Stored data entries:
---+---
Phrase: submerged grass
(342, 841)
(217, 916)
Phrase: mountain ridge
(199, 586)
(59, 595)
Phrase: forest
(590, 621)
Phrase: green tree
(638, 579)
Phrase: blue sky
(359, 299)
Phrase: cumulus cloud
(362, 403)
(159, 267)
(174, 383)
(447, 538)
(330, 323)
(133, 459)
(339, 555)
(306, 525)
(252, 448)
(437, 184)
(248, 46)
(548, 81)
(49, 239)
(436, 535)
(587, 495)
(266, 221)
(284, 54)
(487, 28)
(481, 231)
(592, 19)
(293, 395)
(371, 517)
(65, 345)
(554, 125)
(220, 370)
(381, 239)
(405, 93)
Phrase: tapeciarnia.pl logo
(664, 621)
---+---
▸ **TASK BRIEF**
Your answer must consist only of the lines from the one containing "Phrase: green tree" through the last line of the data above, both included, exactly as written.

▸ **SOLUTION**
Phrase: green tree
(638, 579)
Phrase: blue sky
(359, 299)
Phrase: cumulus cloud
(362, 403)
(159, 267)
(174, 383)
(447, 538)
(330, 323)
(133, 459)
(339, 555)
(306, 525)
(252, 448)
(437, 184)
(248, 46)
(548, 81)
(49, 239)
(436, 535)
(587, 495)
(266, 221)
(284, 54)
(487, 28)
(481, 231)
(592, 19)
(293, 395)
(371, 517)
(65, 345)
(554, 125)
(220, 370)
(381, 239)
(405, 93)
Phrase: tapeciarnia.pl logo
(664, 621)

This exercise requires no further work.